Source document.
Content starts
CFACT senior policy advisor Paul Driessen was cited in a Pittsburgh Tribune-Review article by Jack Markowitz:

Americans could be so spooked by the unknowns of “fracking” — hydraulic fracturing of the shale rock layers in which the riches are trapped — that we fall for the high-cost skimpy results of “green” energy.
Environmentalists worry that we’ll contaminate ground water and that burning the fuel will just make more carbon dioxide for global warming.

Paul Driessen thinks the new abundance is simply panicking the greenies. Especially those with an economic, as well as emotional, stake in limits to growth.

He said the United States again has the potential to be the global powerhouse of energy, a reborn magnet for industry and jobs, and home of a strong dollar.

Driessen is energy adviser to the Committee for a Constructive Tomorrow. Writing in the NetRightDaily blog, he points out that supplies unforeseen just a few years ago have dropped natural gas prices from $8 per thousand cubic feet to under $3. Shale layers in other countries look like pay dirt, too. Poland and Estonia are fracking — China, Britain, Israel and Jordan, prospecting. Gas is supplanting coal in electric plants, keeping chemical plants open that were slated to close, and looking better to replace gasoline in cars and trucks.

A bitter pill for environmentalists is that low-priced gas “makes it harder to justify building wind turbines,” that need public subsidies, generate expensive power “only five to eight hours a day on average,” and knock birds out of the sky. “Build the gas turbines,” Driessen says. “Forget about the mostly useless wind turbines.”
Content ends
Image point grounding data
Content starts
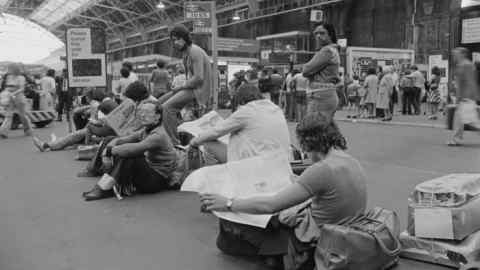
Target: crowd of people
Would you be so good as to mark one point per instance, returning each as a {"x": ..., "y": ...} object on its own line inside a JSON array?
[{"x": 147, "y": 159}]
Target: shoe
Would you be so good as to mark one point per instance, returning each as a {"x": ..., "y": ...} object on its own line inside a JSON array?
[
  {"x": 97, "y": 194},
  {"x": 453, "y": 142},
  {"x": 87, "y": 173},
  {"x": 39, "y": 144}
]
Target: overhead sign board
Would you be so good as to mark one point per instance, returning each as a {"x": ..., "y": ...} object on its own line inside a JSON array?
[
  {"x": 471, "y": 30},
  {"x": 201, "y": 15},
  {"x": 86, "y": 58},
  {"x": 238, "y": 45}
]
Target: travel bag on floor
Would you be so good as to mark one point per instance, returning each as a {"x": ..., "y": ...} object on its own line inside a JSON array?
[{"x": 368, "y": 243}]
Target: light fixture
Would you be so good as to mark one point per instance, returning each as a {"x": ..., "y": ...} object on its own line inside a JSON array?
[{"x": 161, "y": 5}]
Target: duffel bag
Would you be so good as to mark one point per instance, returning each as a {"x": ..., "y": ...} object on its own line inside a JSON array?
[{"x": 368, "y": 243}]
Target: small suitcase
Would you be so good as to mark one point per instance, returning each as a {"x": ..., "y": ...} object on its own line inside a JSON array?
[{"x": 458, "y": 254}]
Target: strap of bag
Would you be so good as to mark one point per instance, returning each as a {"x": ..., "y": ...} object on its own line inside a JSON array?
[{"x": 374, "y": 233}]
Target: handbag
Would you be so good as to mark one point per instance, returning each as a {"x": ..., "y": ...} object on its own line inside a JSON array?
[{"x": 370, "y": 242}]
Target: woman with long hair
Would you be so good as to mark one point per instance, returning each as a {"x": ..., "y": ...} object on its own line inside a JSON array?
[{"x": 323, "y": 72}]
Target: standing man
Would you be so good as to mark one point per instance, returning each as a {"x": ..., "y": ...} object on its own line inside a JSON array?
[
  {"x": 467, "y": 94},
  {"x": 418, "y": 87},
  {"x": 277, "y": 83},
  {"x": 64, "y": 95},
  {"x": 198, "y": 86}
]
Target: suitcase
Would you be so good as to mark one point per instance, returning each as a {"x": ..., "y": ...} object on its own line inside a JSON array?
[
  {"x": 445, "y": 207},
  {"x": 458, "y": 254}
]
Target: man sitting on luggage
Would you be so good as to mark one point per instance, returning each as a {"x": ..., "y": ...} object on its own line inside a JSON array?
[
  {"x": 335, "y": 184},
  {"x": 142, "y": 162}
]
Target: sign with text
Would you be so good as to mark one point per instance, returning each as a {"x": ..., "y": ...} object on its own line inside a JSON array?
[
  {"x": 238, "y": 45},
  {"x": 471, "y": 30},
  {"x": 201, "y": 15},
  {"x": 86, "y": 61}
]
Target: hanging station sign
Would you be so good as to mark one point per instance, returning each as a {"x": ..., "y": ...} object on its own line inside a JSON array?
[
  {"x": 201, "y": 15},
  {"x": 86, "y": 57}
]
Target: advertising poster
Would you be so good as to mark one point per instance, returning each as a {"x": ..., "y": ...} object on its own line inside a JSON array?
[
  {"x": 86, "y": 58},
  {"x": 360, "y": 59}
]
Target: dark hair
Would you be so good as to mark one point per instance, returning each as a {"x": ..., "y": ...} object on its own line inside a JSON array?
[
  {"x": 124, "y": 72},
  {"x": 161, "y": 64},
  {"x": 371, "y": 71},
  {"x": 51, "y": 73},
  {"x": 127, "y": 65},
  {"x": 464, "y": 51},
  {"x": 181, "y": 31},
  {"x": 318, "y": 133},
  {"x": 247, "y": 93},
  {"x": 137, "y": 91},
  {"x": 436, "y": 71},
  {"x": 330, "y": 30}
]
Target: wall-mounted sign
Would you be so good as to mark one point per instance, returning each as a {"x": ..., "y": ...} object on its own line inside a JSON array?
[
  {"x": 86, "y": 57},
  {"x": 201, "y": 15},
  {"x": 471, "y": 30},
  {"x": 238, "y": 45}
]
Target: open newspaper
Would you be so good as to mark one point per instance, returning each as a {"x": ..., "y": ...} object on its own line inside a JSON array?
[
  {"x": 261, "y": 175},
  {"x": 202, "y": 124}
]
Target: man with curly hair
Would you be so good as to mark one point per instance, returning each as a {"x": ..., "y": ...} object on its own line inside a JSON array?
[{"x": 335, "y": 184}]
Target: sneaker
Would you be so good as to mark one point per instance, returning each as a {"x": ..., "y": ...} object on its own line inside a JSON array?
[{"x": 42, "y": 146}]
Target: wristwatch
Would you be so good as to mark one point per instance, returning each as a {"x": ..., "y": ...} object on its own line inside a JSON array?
[{"x": 229, "y": 204}]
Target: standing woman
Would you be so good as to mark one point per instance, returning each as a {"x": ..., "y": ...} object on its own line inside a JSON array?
[
  {"x": 15, "y": 86},
  {"x": 371, "y": 87},
  {"x": 433, "y": 98},
  {"x": 385, "y": 91},
  {"x": 322, "y": 72}
]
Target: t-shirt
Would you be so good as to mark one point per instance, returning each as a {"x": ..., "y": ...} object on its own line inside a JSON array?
[
  {"x": 163, "y": 158},
  {"x": 160, "y": 79},
  {"x": 338, "y": 187},
  {"x": 197, "y": 62},
  {"x": 47, "y": 84},
  {"x": 255, "y": 128}
]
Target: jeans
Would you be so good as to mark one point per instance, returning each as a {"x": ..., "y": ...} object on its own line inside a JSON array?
[
  {"x": 18, "y": 105},
  {"x": 172, "y": 104}
]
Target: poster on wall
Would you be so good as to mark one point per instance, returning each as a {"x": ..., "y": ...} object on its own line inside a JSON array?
[
  {"x": 86, "y": 57},
  {"x": 360, "y": 59}
]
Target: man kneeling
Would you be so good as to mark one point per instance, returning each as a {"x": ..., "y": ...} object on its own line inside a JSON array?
[{"x": 143, "y": 162}]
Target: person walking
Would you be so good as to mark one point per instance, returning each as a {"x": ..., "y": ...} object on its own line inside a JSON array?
[
  {"x": 385, "y": 91},
  {"x": 467, "y": 94},
  {"x": 13, "y": 91},
  {"x": 323, "y": 72},
  {"x": 371, "y": 87},
  {"x": 418, "y": 88},
  {"x": 433, "y": 96}
]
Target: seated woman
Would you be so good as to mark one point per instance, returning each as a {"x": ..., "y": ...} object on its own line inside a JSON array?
[
  {"x": 98, "y": 109},
  {"x": 137, "y": 92},
  {"x": 335, "y": 183},
  {"x": 142, "y": 162},
  {"x": 257, "y": 126}
]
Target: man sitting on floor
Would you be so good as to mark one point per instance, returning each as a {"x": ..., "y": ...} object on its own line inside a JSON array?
[{"x": 142, "y": 162}]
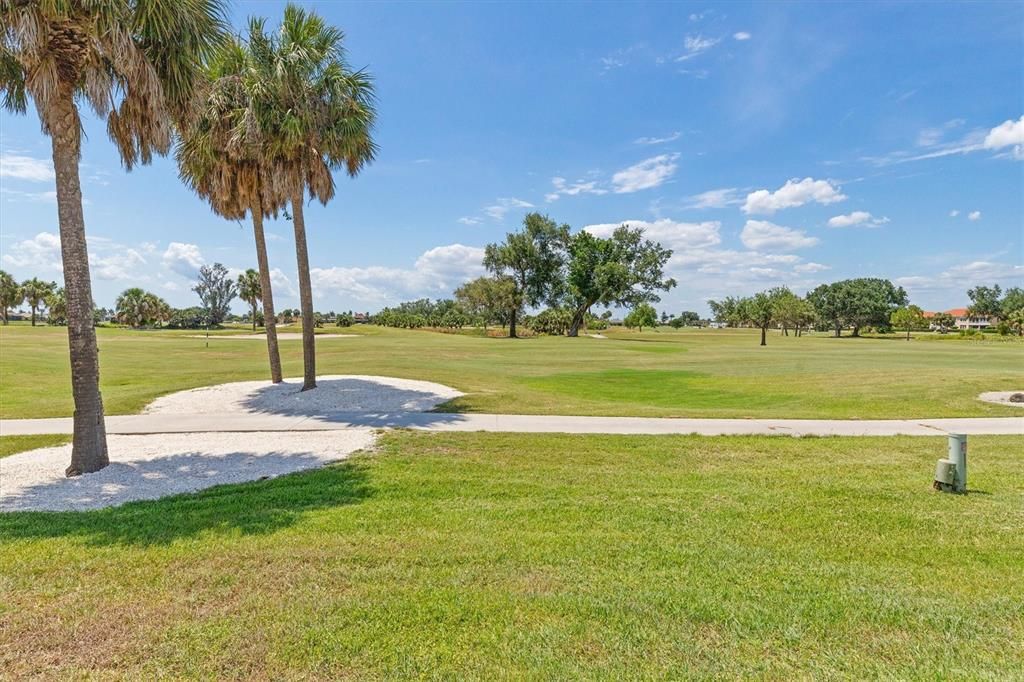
Content ends
Parts of the exercise.
a - Translate this sentence from the article on natural gas and fracking into Spanish: "He said the United States again has the potential to be the global powerhouse of energy, a reborn magnet for industry and jobs, and home of a strong dollar."
b - Write the next part of the article on natural gas and fracking, picking up after its final sentence.

Exercise results.
a - Dijo que Estados Unidos vuelve a tener el potencial de ser la gran potencia energética mundial, un imán renacido para la industria y el empleo, y sede de un dólar fuerte.

b -
He says a number of studies have shown fracking to be no danger to ground water, except in “rare cases” of failures of the cementing between well boreholes and the steel piping that goes down through aquifers to the gas formations far below. Solution: better cementing, testing and regular inspections.

Similarly, he says, fracking fluids aren’t “toxic” or “cancerous,” but consist nowadays of 99.5 percent water and sand — the rest virtually harmless chemicals and vegetable oils.

Therefore, go ahead and frack for that fuel, says analyst Driessen. “Sheiks, mullahs and OPEC ministers (will) lose economic, political and strategic power … threats of Russian pipeline closures would no longer intimidate Eastern European countries and politicians everywhere would waste less money on ‘renewable’ energy boondoggles.”

And such prospects are right under foot? Ought to cheer us up, shouldn’t it?